_RECORDS TO USE:_
• • • • •

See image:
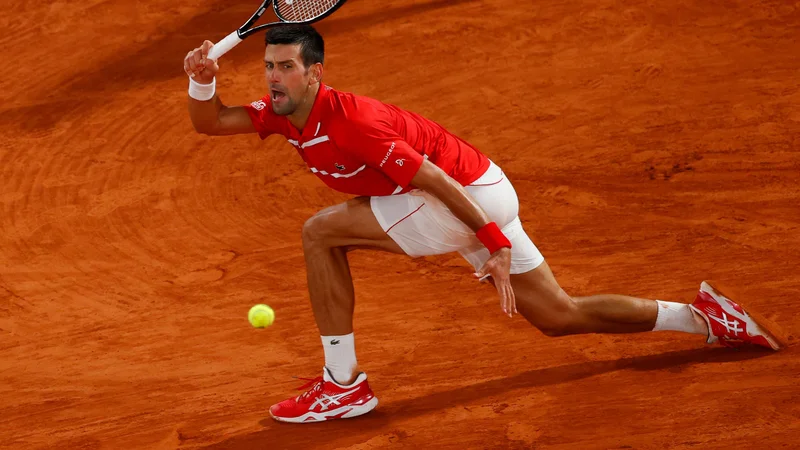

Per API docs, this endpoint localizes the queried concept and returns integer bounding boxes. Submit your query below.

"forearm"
[411,160,511,253]
[437,180,490,231]
[415,165,490,232]
[188,85,223,134]
[184,42,256,136]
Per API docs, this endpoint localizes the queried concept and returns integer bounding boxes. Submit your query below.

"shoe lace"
[293,376,325,403]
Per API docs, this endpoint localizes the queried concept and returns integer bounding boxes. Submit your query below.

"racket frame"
[207,0,347,61]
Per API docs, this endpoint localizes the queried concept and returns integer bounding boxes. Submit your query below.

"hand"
[183,40,219,84]
[474,247,516,318]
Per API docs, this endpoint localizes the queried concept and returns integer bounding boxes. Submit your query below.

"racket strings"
[274,0,340,22]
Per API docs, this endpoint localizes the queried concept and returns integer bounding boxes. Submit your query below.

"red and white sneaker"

• • • • •

_ACTION ITEM:_ Only the entries themselves should be output, word for word, with all pictures omitted.

_EXERCISE OUTPUT:_
See image:

Per API docs, this endpoint localizes the queried concept and returns integer bounding boxes. Submit your query below.

"forearm"
[411,160,511,253]
[437,180,490,231]
[415,165,490,232]
[188,85,223,134]
[184,42,256,136]
Per API docs, this endpoint localizes the queried concept and returns integer bounding boxes. Submit your query below.

"shoe lace"
[293,376,325,403]
Per API docs, this endpoint localizes the queried concept and returns integer bounding boxes. Submit your query below.

"racket frame"
[207,0,347,61]
Per API docs, this endpoint localizes the queried concept and returns integer bounding boxes. Submit your query below.

"hand"
[183,40,219,84]
[474,247,516,318]
Per API docs, this endpoint localizes the queried concept and returns integer bounding boxes. Submit your query below.

"racket strings"
[274,0,340,22]
Per API docs, this endpoint localizes the queried concept and returns integer bounding boxes. Submit your query below.

"red and white sneaker"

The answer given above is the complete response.